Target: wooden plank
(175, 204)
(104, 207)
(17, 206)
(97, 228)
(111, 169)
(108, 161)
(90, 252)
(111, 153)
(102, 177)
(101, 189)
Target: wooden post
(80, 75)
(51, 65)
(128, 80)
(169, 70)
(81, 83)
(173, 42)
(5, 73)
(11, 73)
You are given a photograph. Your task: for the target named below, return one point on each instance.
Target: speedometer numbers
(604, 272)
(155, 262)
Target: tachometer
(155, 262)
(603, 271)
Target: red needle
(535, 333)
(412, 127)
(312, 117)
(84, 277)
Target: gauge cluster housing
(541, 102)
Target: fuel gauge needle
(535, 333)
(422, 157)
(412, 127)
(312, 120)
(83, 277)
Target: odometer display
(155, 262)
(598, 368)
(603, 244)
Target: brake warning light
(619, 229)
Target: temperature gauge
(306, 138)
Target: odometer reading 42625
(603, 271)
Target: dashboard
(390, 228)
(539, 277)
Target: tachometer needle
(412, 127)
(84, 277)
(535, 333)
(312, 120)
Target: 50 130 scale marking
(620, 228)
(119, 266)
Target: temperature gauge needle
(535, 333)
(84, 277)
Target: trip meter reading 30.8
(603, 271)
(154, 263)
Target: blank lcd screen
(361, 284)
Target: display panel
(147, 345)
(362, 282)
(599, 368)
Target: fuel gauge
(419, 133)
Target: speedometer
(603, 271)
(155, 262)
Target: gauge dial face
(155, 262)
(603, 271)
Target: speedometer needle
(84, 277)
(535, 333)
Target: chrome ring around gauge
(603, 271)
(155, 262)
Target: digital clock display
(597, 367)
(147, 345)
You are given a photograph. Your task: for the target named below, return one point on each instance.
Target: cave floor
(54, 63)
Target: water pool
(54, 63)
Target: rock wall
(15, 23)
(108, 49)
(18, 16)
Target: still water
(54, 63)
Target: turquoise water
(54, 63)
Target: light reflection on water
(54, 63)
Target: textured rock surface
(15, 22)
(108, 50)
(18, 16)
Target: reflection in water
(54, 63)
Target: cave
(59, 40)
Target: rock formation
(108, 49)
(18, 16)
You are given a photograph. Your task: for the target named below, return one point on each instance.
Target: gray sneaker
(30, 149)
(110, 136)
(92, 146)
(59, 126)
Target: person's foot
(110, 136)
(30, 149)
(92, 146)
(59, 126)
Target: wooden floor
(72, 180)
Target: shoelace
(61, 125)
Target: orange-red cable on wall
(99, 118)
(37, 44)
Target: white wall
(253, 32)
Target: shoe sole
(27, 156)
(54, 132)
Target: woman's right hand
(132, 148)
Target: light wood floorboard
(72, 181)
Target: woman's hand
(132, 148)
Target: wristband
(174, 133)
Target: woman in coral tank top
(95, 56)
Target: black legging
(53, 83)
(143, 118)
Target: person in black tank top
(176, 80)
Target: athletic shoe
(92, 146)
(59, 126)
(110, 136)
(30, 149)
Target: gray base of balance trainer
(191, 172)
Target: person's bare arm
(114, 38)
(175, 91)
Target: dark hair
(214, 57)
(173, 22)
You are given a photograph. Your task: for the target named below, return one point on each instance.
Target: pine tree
-*-*-
* WHAT TO WORK ON *
Output all records verbatim.

* WRITTEN ANSWER *
Target: wooden plank
(175, 204)
(104, 207)
(17, 206)
(97, 228)
(111, 169)
(108, 161)
(90, 252)
(111, 153)
(102, 177)
(101, 189)
Target: wooden post
(80, 75)
(51, 65)
(128, 80)
(169, 70)
(81, 83)
(173, 42)
(5, 73)
(11, 73)
You are given a photograph. Your task: for the target named below, return one point on each instance.
Target: speedometer numbers
(604, 272)
(155, 262)
Target: tachometer
(155, 262)
(603, 271)
Target: red needle
(535, 333)
(412, 127)
(312, 117)
(84, 277)
Target: gauge cluster housing
(541, 102)
Target: fuel gauge needle
(535, 333)
(422, 157)
(412, 127)
(312, 120)
(83, 277)
Target: odometer display
(155, 262)
(598, 368)
(603, 244)
Target: brake warning light
(619, 229)
Target: temperature gauge
(306, 138)
Target: odometer reading 42625
(603, 271)
Target: dashboard
(390, 228)
(539, 277)
Target: tachometer needle
(412, 127)
(84, 277)
(535, 333)
(312, 120)
Target: 50 130 scale marking
(620, 228)
(119, 266)
Target: temperature gauge needle
(535, 333)
(84, 277)
Target: trip meter reading 30.8
(603, 271)
(154, 263)
Target: blank lcd screen
(361, 284)
Target: display panel
(147, 345)
(362, 282)
(599, 368)
Target: fuel gauge
(419, 133)
Target: speedometer
(603, 271)
(155, 262)
Target: gauge dial face
(155, 262)
(603, 271)
Target: speedometer needle
(84, 277)
(535, 333)
Target: chrome ring around gauge
(603, 271)
(155, 262)
Target: digital clock display
(597, 367)
(147, 345)
You are given a photograph. Your task: for the target named below, return one point on each instance.
Target: cave floor
(54, 63)
Target: water pool
(54, 63)
Target: rock wall
(15, 23)
(108, 49)
(18, 16)
Target: still water
(54, 63)
Target: turquoise water
(54, 63)
Target: light reflection on water
(54, 63)
Target: textured rock surface
(15, 22)
(108, 50)
(18, 16)
Target: reflection in water
(54, 63)
Target: cave
(59, 40)
Target: rock formation
(108, 49)
(18, 16)
You are given a photograph. Your task: for the target named below, return one point on each instance.
Target: gray sneaker
(30, 149)
(110, 136)
(92, 146)
(59, 126)
Target: person's foot
(110, 136)
(30, 149)
(92, 146)
(59, 126)
Target: wooden floor
(72, 180)
Target: shoelace
(61, 125)
Target: orange-red cable on wall
(99, 118)
(37, 44)
Target: white wall
(253, 32)
Target: shoe sole
(27, 156)
(54, 132)
Target: woman's right hand
(132, 148)
Target: light wood floorboard
(72, 181)
Target: woman's hand
(132, 148)
Target: wristband
(174, 133)
Target: woman in coral tank top
(95, 56)
Target: black legging
(53, 83)
(143, 118)
Target: person in black tank top
(176, 80)
Target: athletic shoe
(92, 146)
(59, 126)
(110, 136)
(30, 149)
Target: gray base of balance trainer
(191, 172)
Target: person's bare arm
(114, 38)
(175, 91)
Target: dark hair
(214, 57)
(173, 22)
You are given a photograph. Your task: for the target named below, return one point on each instance.
Target: pine tree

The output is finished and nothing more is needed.